[Work instruction] State how many lines below hold the word "trailer". Give that number and no other text.

━━━━━ Data provided ━━━━━

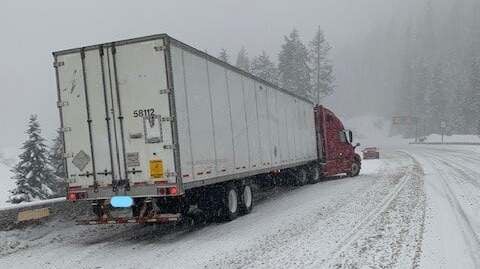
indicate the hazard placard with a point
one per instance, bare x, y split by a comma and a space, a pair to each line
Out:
156, 168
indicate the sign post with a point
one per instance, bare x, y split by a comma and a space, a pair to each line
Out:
443, 126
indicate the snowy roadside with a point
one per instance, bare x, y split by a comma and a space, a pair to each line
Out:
452, 184
6, 184
296, 228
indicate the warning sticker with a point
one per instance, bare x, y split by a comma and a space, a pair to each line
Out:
81, 160
156, 168
133, 159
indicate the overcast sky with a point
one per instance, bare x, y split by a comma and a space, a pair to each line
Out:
31, 30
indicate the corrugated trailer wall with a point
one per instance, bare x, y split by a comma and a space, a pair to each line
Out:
230, 123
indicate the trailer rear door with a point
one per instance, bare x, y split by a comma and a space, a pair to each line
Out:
116, 117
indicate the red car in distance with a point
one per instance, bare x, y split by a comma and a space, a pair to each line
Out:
371, 153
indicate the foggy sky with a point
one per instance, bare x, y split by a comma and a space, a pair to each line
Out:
31, 30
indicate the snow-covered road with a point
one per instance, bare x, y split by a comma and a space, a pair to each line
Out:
452, 184
416, 208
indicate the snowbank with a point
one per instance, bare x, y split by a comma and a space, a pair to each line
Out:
373, 131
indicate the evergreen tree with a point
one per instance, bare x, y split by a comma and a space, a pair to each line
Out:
34, 177
57, 162
264, 68
293, 66
322, 67
474, 97
243, 62
224, 56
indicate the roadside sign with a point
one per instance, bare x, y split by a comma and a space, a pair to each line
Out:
404, 120
443, 124
33, 214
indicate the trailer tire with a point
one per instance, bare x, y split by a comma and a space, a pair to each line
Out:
230, 203
354, 170
246, 199
301, 177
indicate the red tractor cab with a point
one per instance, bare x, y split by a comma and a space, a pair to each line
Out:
335, 148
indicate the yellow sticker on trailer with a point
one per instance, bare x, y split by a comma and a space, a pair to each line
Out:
156, 168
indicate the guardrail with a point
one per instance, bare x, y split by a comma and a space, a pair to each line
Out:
446, 143
23, 215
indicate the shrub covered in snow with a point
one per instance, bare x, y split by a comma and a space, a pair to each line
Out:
34, 177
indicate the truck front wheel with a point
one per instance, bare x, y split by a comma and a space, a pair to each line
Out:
354, 170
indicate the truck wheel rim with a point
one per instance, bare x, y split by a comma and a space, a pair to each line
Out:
354, 169
247, 196
232, 201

━━━━━

[Output of the task] 4